◆ **La consigna**
Según el pasaje citado, ¿en qué regimiento se alistó Gabriel-Antoine Mossier?

◆ **Pasaje citado**
Pocos relatos resultan tan fascinantes como los que narran las misteriosas relaciones entre Creador y criatura, sobre todo cuando manifiestan la sublime paternidad divina, dispuesta a todo para salvar al hijo pecador.
Tales descripciones, sin embargo, se vuelven más admirables cuando en ellas está presente —discreta, pero acogedora e insistente— la figura augusta y maternal de aquella que, siendo Madre de Dios, también es Madre de los hombres: María Santísima. Entran en escena una santa persecución, en la cual la Señora de las misericordias se convierte en perseguidora, y el hijo descarriado, por muy esquivo que se revele, en el blanco de su rebosante afecto.
Todo esto lo encontramos en una historia iniciada el 25 de agosto de 1835.
El despuntar de una vocación
Hijo de una piadosa familia de la región francesa de Auvernia, Gabriel-Antoine Mossier era sin duda un alma dilecta. Cuando tenía alrededor de 12 años fue matriculado en Billom, un renombrado colegio jesuita cuyo origen data del siglo XV. En este centro de enseñanza conoció a otro joven de su edad, Víctor Bosdure, con quien entabló una fraternal relación, que duraría hasta el final de sus vidas.
Como era costumbre en los colegios de la Compañía de aquellos tiempos, al comienzo del año escolar se les predicaba a los alumnos un retiro, siempre ocasión de innumerables gracias. Terminado el recogimiento, mientras conversaban acerca de las mociones interiores recibidas, los dos amigos decidieron exponer un pensamiento que ya no conseguían guardar: ¡qué querían ser de mayores!
Impulsados, no obstante, por el gusto a lo secreto que suele constatarse en las almas pueriles, para no revelarlo de inmediato y, al mismo tiempo, garantizar que un día pudieran conocerlo, acordaron escribir sus planes en sendas notas y esconderlas en un agujero de la pared. Las dejarían allí hasta que un día, de vuelta a Billom, pudieran comprobar su elección.
Ahora bien, como era previsible en muchachos poco habituados aún a las largas esperas, apenas hubieron guardado los papelitos, se dispusieron enseguida a recogerlos, abrirlos y leer su contenido.
En el de Víctor estaba escrito: «Seré misionero». En cuanto al de Gabriel, no revelaremos ahora su tenor; dejemos que el tiempo y la historia lo hagan por nosotros.
La carrera militar
Los años pasaron y con ellos la etapa colegial. Llegó el momento de la decisión, pero ésta, Mossier la había tomado hacía mucho tiempo.
Su ímpetu, su pasión ecuestre, su ardiente patriotismo y sus altas pretensiones sólo le podrían proporcionar un camino a seguir. Sin dudarlo, presentó a sus familiares su determinación a ingresar en el Ejército francés. Recibido el consentimiento, marchó para alistarse en el mismo cuerpo que, años antes, había visto desfilar en el campo de maniobras de Clermont: el Regimiento 3.º de dragones. Su rápida adaptación, acompañada de una gran alegría, parecía indicarle que había encontrado el lugar adecuado y que se dirigía hacia un futuro prometedor. Sin embargo, antes de que los primeros vientos del éxito inflaran las velas de aquella frágil embarcación, María Santísima le preparaba, maternal y amorosamente, una tempestad.

◆ **Filas**
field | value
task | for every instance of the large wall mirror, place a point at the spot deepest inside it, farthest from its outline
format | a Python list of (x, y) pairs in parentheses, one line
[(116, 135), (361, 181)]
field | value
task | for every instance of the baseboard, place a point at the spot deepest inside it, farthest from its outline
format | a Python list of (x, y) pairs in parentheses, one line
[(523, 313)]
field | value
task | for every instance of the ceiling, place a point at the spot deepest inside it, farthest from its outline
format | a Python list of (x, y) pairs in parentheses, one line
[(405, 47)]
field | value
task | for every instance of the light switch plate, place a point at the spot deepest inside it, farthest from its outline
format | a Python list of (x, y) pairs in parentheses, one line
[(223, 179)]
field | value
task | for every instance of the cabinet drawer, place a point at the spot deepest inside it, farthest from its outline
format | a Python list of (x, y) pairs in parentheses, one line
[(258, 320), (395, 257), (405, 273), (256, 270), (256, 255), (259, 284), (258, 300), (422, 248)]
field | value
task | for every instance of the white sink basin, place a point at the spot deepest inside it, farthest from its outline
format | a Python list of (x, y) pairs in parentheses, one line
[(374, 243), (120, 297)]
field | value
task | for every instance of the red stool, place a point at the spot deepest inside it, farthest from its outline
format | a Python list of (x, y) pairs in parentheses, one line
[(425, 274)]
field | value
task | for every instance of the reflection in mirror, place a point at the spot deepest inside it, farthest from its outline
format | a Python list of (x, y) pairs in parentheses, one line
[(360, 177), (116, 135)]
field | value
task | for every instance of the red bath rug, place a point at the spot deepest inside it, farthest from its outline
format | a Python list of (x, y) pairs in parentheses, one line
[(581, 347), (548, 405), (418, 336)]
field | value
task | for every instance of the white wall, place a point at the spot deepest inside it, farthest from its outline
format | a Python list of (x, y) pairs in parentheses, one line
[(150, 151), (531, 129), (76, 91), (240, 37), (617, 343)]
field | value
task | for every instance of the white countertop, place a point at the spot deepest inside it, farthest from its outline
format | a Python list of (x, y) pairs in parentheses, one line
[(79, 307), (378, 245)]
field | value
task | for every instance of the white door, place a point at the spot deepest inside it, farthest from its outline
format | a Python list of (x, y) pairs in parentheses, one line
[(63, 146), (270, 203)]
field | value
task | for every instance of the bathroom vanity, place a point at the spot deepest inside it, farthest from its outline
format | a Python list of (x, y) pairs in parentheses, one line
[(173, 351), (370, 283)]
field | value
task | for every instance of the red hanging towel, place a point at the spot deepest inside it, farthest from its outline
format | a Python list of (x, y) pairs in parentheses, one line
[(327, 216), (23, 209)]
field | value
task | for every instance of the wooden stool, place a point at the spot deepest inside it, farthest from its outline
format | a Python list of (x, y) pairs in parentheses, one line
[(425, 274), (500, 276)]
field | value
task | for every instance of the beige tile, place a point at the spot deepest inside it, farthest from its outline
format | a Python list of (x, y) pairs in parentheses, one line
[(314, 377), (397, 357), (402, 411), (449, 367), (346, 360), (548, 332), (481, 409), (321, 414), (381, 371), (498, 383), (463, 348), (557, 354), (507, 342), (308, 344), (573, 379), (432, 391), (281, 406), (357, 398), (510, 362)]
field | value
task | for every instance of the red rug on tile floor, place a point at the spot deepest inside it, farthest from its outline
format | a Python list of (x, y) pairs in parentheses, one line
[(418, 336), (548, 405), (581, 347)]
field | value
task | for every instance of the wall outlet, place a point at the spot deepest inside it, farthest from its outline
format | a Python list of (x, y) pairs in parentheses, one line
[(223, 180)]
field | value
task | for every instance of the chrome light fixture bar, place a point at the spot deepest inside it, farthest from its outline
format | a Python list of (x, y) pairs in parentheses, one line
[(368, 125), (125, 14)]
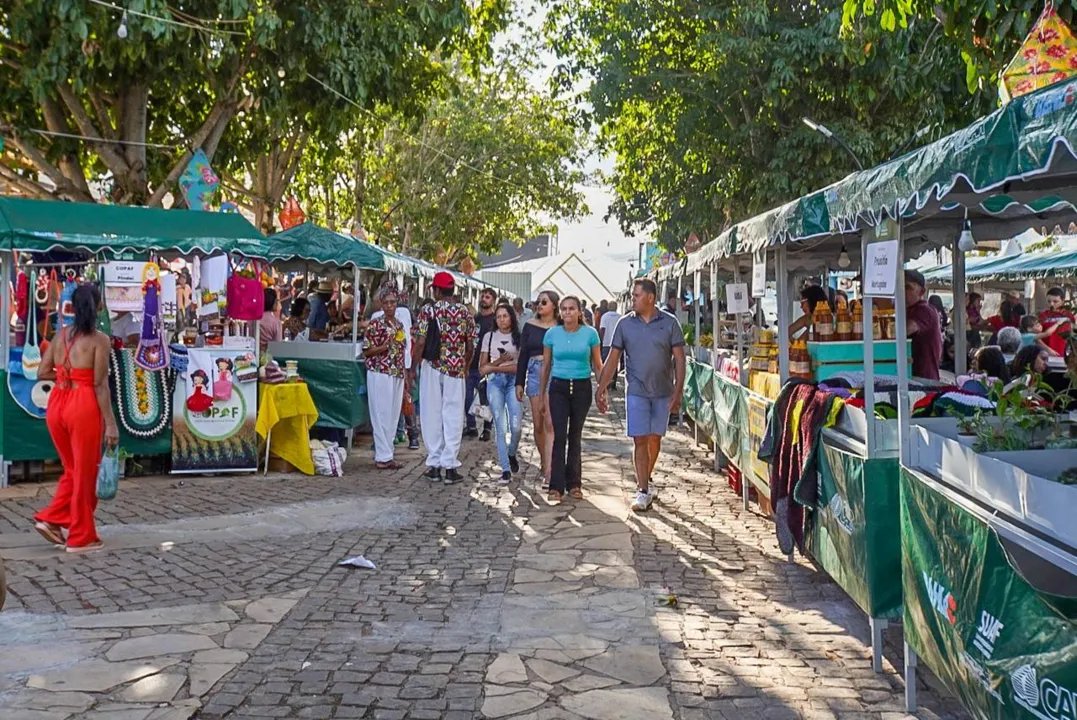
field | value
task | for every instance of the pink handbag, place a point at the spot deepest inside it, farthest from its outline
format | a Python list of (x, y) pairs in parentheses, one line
[(246, 298)]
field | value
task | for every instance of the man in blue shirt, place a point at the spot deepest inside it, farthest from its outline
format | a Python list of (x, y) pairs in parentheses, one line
[(653, 346)]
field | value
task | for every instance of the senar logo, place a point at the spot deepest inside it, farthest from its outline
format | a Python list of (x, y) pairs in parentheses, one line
[(1043, 697), (941, 598)]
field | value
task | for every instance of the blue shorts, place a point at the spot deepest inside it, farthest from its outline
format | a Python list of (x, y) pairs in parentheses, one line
[(534, 376), (646, 415)]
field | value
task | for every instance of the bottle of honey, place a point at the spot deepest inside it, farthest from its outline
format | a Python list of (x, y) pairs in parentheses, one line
[(844, 323), (824, 323)]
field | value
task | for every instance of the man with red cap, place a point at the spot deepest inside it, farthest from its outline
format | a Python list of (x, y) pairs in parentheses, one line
[(443, 344)]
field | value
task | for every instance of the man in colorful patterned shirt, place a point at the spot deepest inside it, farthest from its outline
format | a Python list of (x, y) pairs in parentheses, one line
[(443, 380), (386, 342)]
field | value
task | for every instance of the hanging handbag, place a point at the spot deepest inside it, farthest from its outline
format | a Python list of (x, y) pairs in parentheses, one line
[(31, 354), (246, 296), (66, 311), (108, 475)]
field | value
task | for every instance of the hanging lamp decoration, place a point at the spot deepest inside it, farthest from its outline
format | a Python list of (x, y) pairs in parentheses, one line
[(966, 242), (843, 259)]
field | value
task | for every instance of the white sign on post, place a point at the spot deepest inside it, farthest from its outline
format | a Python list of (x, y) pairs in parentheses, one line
[(737, 298), (759, 274), (880, 269)]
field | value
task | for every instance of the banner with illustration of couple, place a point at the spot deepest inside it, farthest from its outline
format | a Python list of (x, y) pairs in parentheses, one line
[(214, 411)]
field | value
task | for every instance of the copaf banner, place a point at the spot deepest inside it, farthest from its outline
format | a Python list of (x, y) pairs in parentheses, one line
[(214, 413), (992, 620)]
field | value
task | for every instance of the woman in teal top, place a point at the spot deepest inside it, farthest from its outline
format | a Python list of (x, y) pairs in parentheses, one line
[(571, 350)]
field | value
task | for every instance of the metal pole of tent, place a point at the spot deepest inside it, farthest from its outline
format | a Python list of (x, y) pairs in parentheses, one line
[(868, 323), (782, 291), (959, 313), (714, 344), (901, 334), (350, 434), (8, 272), (742, 376), (698, 307)]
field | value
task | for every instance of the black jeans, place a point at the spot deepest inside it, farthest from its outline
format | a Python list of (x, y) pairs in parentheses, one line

◆ **Respuesta completa**
En el Regimiento 3.º de dragones.